Maximum
Swine
Marketing Ltd. Newsletter
Hog Commentary for
January 24th, 2006
Hog
Markets
Cash has bounced back with notable gains in most regional markets
after tumbling the previous week. Live bids were up U$5.69/cwt
in the ISM, while national markets stayed rather steady as they
are lagged and take a little more time to show a reversal. Cutout
went down slightly for the week with hams showing weakness and
should be seen as a seasonal factor. Dec cold storage was released
on Monday showing a decline in total pork of 2% from Nov, 2005
and 11% from Dec of 2004. It should be noted that this is the
first time since 2000 that cold storage of pork actually declined
in the month of Dec. Slaughter has been higher than 2005 levels
but it is expected to level off and become closer to previous
year levels. Weights have entered 2006 at all time record highs
mainly due to mild weather and cheap feed, which has pressured
the pork product market.
Lean hog futures experienced volatile trade last week, gaining
one day and losing it the next but ended the week relatively
unchanged. The Feb contract still holds a relatively high premium
to cash prices so further volatility can be expected in the
short term. The lean hog futures market has experienced a lot
of downside in 2006 and if the product market firm’s up,
a reversal in the recent trend is likely to occur.

WHAT YOU NEED TO DO:
[a] In the hog commentary, swap "volatile" for "choppy" and write out the passage that begins at the words "Lean hog futures experienced" and stops after "likely to occur.".
[b] How would you put this sentence from the hog commentary into Spanish: "Slaughter has been higher than 2005 levels but it is expected to level off and become closer to previous year levels."

GIVEN ENTRIES:
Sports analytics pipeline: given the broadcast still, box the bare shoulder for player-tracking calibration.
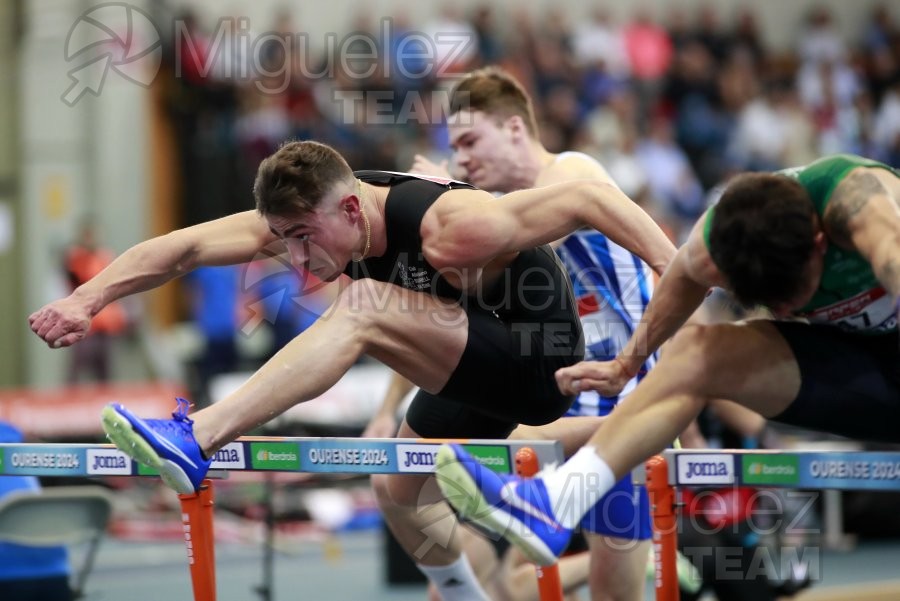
[823,167,900,248]
[535,152,612,186]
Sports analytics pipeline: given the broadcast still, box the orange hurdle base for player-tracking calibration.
[178,480,216,601]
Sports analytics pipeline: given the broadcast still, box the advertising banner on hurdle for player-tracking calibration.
[0,437,562,476]
[666,450,900,490]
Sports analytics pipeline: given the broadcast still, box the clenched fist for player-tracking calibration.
[28,295,91,348]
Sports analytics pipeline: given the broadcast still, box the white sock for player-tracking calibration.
[542,446,616,528]
[416,555,490,601]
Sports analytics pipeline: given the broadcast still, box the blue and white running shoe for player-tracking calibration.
[435,444,572,566]
[100,398,212,494]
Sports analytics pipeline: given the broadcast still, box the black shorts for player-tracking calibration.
[772,322,900,443]
[406,310,584,438]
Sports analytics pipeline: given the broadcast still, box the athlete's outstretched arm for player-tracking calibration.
[362,372,416,438]
[421,180,675,272]
[28,211,277,348]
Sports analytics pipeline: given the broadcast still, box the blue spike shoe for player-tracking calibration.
[435,444,572,566]
[100,398,212,494]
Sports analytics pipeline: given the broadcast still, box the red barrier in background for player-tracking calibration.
[0,382,187,438]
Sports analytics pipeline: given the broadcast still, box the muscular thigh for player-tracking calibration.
[772,323,900,443]
[668,320,800,417]
[336,279,469,392]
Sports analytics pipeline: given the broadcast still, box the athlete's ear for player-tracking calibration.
[504,115,528,141]
[338,190,362,219]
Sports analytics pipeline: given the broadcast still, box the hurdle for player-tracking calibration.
[0,436,563,601]
[648,449,900,601]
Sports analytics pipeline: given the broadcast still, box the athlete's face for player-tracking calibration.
[448,110,527,192]
[266,184,365,282]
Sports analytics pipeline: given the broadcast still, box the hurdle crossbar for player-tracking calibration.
[0,436,563,477]
[663,449,900,491]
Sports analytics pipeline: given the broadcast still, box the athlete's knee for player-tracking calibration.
[658,325,728,392]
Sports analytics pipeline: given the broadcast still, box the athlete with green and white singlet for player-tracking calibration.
[437,155,900,563]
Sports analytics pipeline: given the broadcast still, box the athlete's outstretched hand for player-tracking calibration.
[556,360,631,396]
[28,295,91,348]
[409,154,453,179]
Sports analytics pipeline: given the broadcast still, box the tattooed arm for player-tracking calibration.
[824,167,900,298]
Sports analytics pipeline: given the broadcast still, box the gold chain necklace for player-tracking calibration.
[353,180,372,263]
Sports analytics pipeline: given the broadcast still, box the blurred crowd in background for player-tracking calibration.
[156,3,900,244]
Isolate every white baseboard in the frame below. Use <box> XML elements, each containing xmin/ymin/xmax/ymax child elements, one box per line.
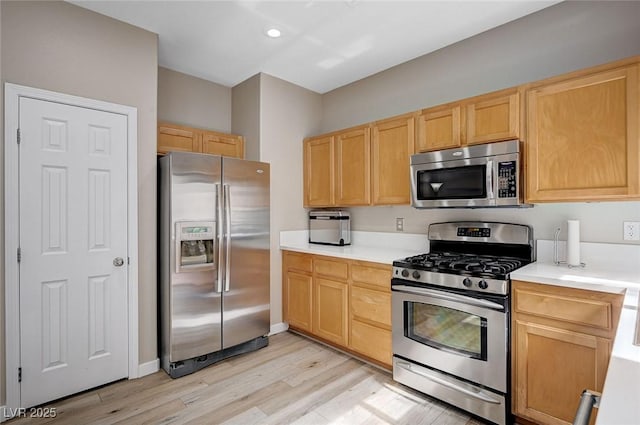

TASK SOLUTIONS:
[a]
Lean hog futures experienced choppy trade last week, gaining
one day and losing it the next but ended the week relatively
unchanged. The Feb contract still holds a relatively high premium
to cash prices so further volatility can be expected in the
short term. The lean hog futures market has experienced a lot
of downside in 2006 and if the product market firm’s up,
a reversal in the recent trend is likely to occur.

[b] El sacrificio ha sido superior a los niveles de 2005, pero se espera que se estabilice y se acerque más a los niveles del año anterior.